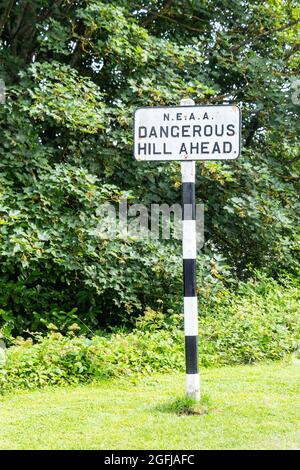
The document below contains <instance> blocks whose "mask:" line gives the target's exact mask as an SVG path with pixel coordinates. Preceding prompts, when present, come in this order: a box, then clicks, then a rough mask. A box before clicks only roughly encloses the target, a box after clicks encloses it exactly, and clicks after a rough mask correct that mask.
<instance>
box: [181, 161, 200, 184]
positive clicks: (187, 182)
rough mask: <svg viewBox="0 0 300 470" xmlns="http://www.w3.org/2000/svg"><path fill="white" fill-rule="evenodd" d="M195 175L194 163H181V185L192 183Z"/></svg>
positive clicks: (182, 162) (194, 176)
mask: <svg viewBox="0 0 300 470" xmlns="http://www.w3.org/2000/svg"><path fill="white" fill-rule="evenodd" d="M195 174H196V164H195V162H182V163H181V176H182V182H183V183H194V182H195Z"/></svg>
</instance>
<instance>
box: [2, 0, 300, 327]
mask: <svg viewBox="0 0 300 470" xmlns="http://www.w3.org/2000/svg"><path fill="white" fill-rule="evenodd" d="M233 3H234V5H233ZM298 36H299V5H298V3H297V2H296V1H289V2H283V1H281V0H272V1H267V2H257V1H256V0H247V1H244V0H237V1H235V2H228V1H227V0H226V1H225V0H222V1H219V0H200V1H194V0H188V1H187V0H174V1H172V2H170V1H165V0H153V1H151V2H145V1H144V0H138V1H136V0H134V1H131V0H128V1H124V0H113V1H107V0H103V1H100V0H86V1H83V2H70V1H61V2H52V1H49V0H34V1H31V2H25V1H19V2H13V1H9V2H5V1H2V2H1V1H0V64H1V69H0V79H3V80H4V81H5V84H6V90H7V93H6V102H5V104H0V142H1V146H0V308H1V309H2V310H3V311H5V315H4V314H1V320H0V321H1V324H0V326H2V325H4V324H5V325H6V326H5V328H6V330H7V333H6V334H8V332H9V331H11V332H12V334H13V335H16V334H23V332H24V330H26V329H27V328H29V329H30V330H32V331H36V330H42V329H43V328H44V322H43V319H46V321H48V319H49V321H52V320H51V316H53V315H54V314H53V312H62V311H63V312H71V311H72V309H74V308H78V311H77V315H78V318H79V319H80V320H81V322H83V323H84V324H85V325H87V327H88V328H91V329H93V330H94V329H97V328H102V327H104V326H116V325H123V326H125V327H130V326H132V325H133V324H134V322H135V319H136V317H137V316H139V315H140V314H141V313H142V312H143V311H145V309H146V308H147V307H149V308H150V309H153V310H157V301H158V300H163V306H162V308H161V311H162V314H164V315H166V317H167V318H168V316H169V314H168V310H170V309H173V310H174V311H175V312H176V313H177V314H178V313H179V312H180V308H181V307H180V305H181V304H180V302H181V286H180V282H181V281H180V277H181V260H180V257H181V251H180V246H179V244H178V243H176V242H174V243H173V242H172V243H171V242H170V243H168V242H165V241H160V242H158V243H154V242H151V243H150V242H144V243H141V242H138V241H136V240H122V239H114V240H110V241H109V243H107V241H105V240H102V239H100V238H99V237H98V236H97V235H96V232H95V231H96V228H97V226H98V224H100V226H101V223H102V220H101V218H100V217H98V216H97V208H98V207H99V204H102V203H105V202H113V203H114V204H116V205H117V204H118V201H119V200H120V198H121V197H130V200H131V201H133V202H139V203H144V204H150V203H171V204H173V203H176V202H179V201H180V171H179V165H178V164H177V163H170V164H167V165H166V164H153V165H152V164H141V163H137V162H134V161H133V159H132V143H133V137H132V115H133V110H134V109H135V108H136V107H138V106H148V105H151V106H155V105H175V104H178V103H179V100H180V99H181V98H182V97H184V96H190V97H192V98H193V99H195V101H196V103H197V104H221V103H224V102H226V103H235V104H237V105H238V106H240V108H241V109H242V115H243V131H242V136H243V146H242V149H243V150H242V156H241V158H240V160H237V161H234V162H230V164H228V163H216V162H206V163H205V164H202V163H199V165H198V169H197V188H196V196H197V202H204V204H205V217H206V220H205V239H206V244H205V247H204V250H203V252H202V253H201V255H200V256H199V261H198V266H199V268H198V279H199V294H201V298H204V299H205V302H206V303H208V304H209V305H210V303H212V302H214V300H215V296H217V295H218V293H219V292H220V290H222V289H223V288H224V286H226V288H227V287H228V284H229V283H235V282H237V279H245V278H247V277H249V276H250V275H251V271H252V269H253V268H254V269H259V270H261V271H264V272H265V273H266V274H267V275H268V276H273V277H274V278H275V279H278V278H280V277H281V276H282V275H283V273H284V275H285V276H291V277H293V278H294V279H297V277H299V273H300V270H299V264H300V263H299V244H300V234H299V213H300V209H299V195H298V189H299V186H298V185H299V169H300V167H299V162H300V159H299V156H298V149H299V135H300V130H299V123H300V120H299V105H298V104H297V100H296V101H295V99H294V98H295V96H296V92H295V89H294V88H293V83H295V80H296V79H297V78H298V76H299V49H298V46H297V39H298ZM209 305H208V308H209ZM201 308H202V307H201ZM45 312H46V313H45ZM54 316H55V315H54ZM63 316H64V315H63ZM39 317H40V320H39ZM61 322H62V325H64V324H65V319H63V318H62V319H61ZM62 325H60V326H62ZM80 325H81V326H82V323H80Z"/></svg>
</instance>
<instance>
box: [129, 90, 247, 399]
mask: <svg viewBox="0 0 300 470" xmlns="http://www.w3.org/2000/svg"><path fill="white" fill-rule="evenodd" d="M240 151H241V112H240V110H239V108H238V107H237V106H234V105H232V104H230V105H208V106H202V105H201V106H195V103H194V101H193V100H191V99H183V100H181V101H180V106H154V107H145V108H138V109H136V111H135V113H134V157H135V159H136V160H138V161H157V162H158V161H169V162H170V161H180V162H181V173H182V203H183V217H182V218H183V222H182V224H183V233H182V250H183V279H184V282H183V284H184V331H185V358H186V393H187V396H189V397H192V398H194V399H195V400H199V399H200V377H199V369H198V314H197V289H196V251H197V250H196V245H197V243H196V241H197V238H196V204H195V160H202V161H205V160H217V161H222V160H235V159H236V158H238V156H239V155H240Z"/></svg>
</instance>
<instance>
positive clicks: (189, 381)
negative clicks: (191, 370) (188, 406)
mask: <svg viewBox="0 0 300 470" xmlns="http://www.w3.org/2000/svg"><path fill="white" fill-rule="evenodd" d="M186 396H187V397H190V398H193V399H194V400H196V401H199V400H200V376H199V374H187V375H186Z"/></svg>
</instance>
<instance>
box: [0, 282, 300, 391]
mask: <svg viewBox="0 0 300 470" xmlns="http://www.w3.org/2000/svg"><path fill="white" fill-rule="evenodd" d="M217 299H218V300H216V301H215V303H214V308H212V307H211V311H210V312H206V315H204V316H203V315H202V316H201V317H200V321H199V359H200V365H201V366H205V367H206V366H212V365H213V366H219V365H225V364H242V363H253V362H255V361H261V360H277V359H281V358H283V357H284V356H285V355H286V354H289V353H291V352H293V351H294V350H295V349H296V348H297V341H299V338H300V325H299V313H300V291H299V289H298V288H297V287H293V286H292V285H289V286H286V287H284V286H281V285H279V284H278V283H276V282H275V281H270V280H267V279H264V278H260V280H259V282H255V281H252V282H248V283H242V284H240V288H239V292H238V294H237V295H236V296H233V295H232V293H230V292H229V291H227V292H224V293H219V295H218V297H217ZM182 323H183V318H182V315H177V314H176V313H174V312H173V311H172V310H170V311H169V316H168V317H166V316H165V315H163V314H162V310H159V309H158V310H157V311H155V310H153V309H150V308H148V309H146V311H145V313H144V315H143V316H140V317H139V318H138V320H137V325H136V326H137V327H136V329H135V330H134V331H132V332H131V333H125V332H118V331H116V332H113V333H111V334H102V335H97V336H94V337H93V338H91V339H89V338H88V337H86V336H84V335H80V336H78V337H76V331H77V329H78V326H77V325H76V324H73V325H69V326H68V329H67V331H68V333H67V334H66V335H62V334H61V333H60V332H58V331H57V327H56V326H55V325H53V324H50V325H48V328H49V330H50V332H49V333H48V334H47V335H46V336H42V335H40V334H35V335H33V336H34V339H35V341H36V342H35V343H34V342H33V340H32V339H31V338H29V339H27V340H24V339H23V338H17V339H16V340H15V344H14V346H12V347H10V348H8V350H7V360H6V363H5V364H4V365H3V366H2V373H1V374H0V384H1V387H2V389H3V390H7V389H12V388H14V387H25V388H34V387H44V386H46V385H58V384H65V383H69V384H76V383H86V382H87V381H91V380H94V379H101V378H109V377H120V376H131V375H134V374H137V373H142V374H146V373H151V372H152V371H160V372H167V371H172V370H184V351H183V344H184V336H183V328H182ZM298 344H299V343H298Z"/></svg>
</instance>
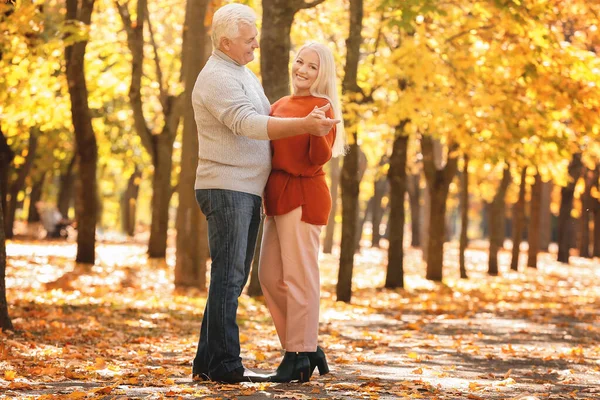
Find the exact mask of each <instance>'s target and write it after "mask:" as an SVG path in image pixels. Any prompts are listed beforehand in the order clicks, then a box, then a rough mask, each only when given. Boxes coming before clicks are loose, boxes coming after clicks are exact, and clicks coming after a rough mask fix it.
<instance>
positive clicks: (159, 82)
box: [145, 2, 169, 113]
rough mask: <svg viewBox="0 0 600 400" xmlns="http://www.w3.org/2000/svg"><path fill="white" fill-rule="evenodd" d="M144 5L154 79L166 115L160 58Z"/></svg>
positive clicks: (164, 90)
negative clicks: (155, 66)
mask: <svg viewBox="0 0 600 400" xmlns="http://www.w3.org/2000/svg"><path fill="white" fill-rule="evenodd" d="M145 5H146V22H148V31H149V32H150V43H152V49H153V50H154V64H155V65H156V79H157V80H158V90H159V92H160V104H161V105H162V108H163V110H164V111H165V113H166V109H167V97H168V95H169V94H168V93H167V91H166V90H165V85H164V81H163V74H162V69H161V68H160V56H159V55H158V45H157V44H156V40H154V30H153V29H152V23H151V22H150V12H149V11H148V3H147V2H146V3H145Z"/></svg>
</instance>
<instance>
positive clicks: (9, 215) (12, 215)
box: [4, 128, 38, 239]
mask: <svg viewBox="0 0 600 400" xmlns="http://www.w3.org/2000/svg"><path fill="white" fill-rule="evenodd" d="M37 139H38V131H37V129H35V128H31V129H30V130H29V143H28V145H27V149H28V152H27V156H26V157H25V163H24V164H23V166H22V167H21V168H19V170H18V172H17V178H16V179H15V181H14V182H12V183H11V185H10V186H9V189H8V199H7V202H6V211H5V212H4V218H5V220H4V232H5V235H6V238H7V239H11V238H12V237H13V235H14V233H13V225H14V223H15V213H16V212H17V204H18V196H19V192H21V190H23V188H24V186H25V179H27V175H29V171H31V168H32V167H33V161H34V159H35V153H36V151H37Z"/></svg>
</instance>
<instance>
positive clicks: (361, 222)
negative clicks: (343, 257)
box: [354, 180, 373, 253]
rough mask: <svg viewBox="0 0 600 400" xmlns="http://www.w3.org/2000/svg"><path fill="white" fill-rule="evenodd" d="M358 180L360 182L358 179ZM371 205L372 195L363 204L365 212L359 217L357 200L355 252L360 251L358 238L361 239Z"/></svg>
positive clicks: (359, 203)
mask: <svg viewBox="0 0 600 400" xmlns="http://www.w3.org/2000/svg"><path fill="white" fill-rule="evenodd" d="M358 182H359V184H360V180H359V181H358ZM372 207H373V197H371V198H370V199H369V201H367V204H366V206H365V212H364V214H363V216H362V218H361V217H360V211H361V210H360V201H359V202H358V209H357V210H356V236H355V237H354V251H355V252H356V253H359V252H360V240H361V239H362V234H363V231H364V229H365V223H366V222H367V221H368V220H369V218H370V217H371V209H372Z"/></svg>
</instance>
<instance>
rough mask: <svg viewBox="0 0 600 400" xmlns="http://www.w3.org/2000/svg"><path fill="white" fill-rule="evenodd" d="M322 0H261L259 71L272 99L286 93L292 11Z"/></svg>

──────

In the entries above, find the line holding "Find the exact" and the line holding "box: [145, 2, 169, 113]"; print both of them and every line between, exactly, and nothing else.

Find the exact mask of each <instance>'s target and write it after "mask:" as an SVG path in image pixels. Any prompts are listed beforehand in the order clicks, then a box, then a rough mask, each only when given. Boxes coming before clicks are loose, boxes coming after clicks are exact, and clicks coming after a rough mask fix it.
<instance>
positive clicks: (159, 82)
box: [145, 2, 169, 113]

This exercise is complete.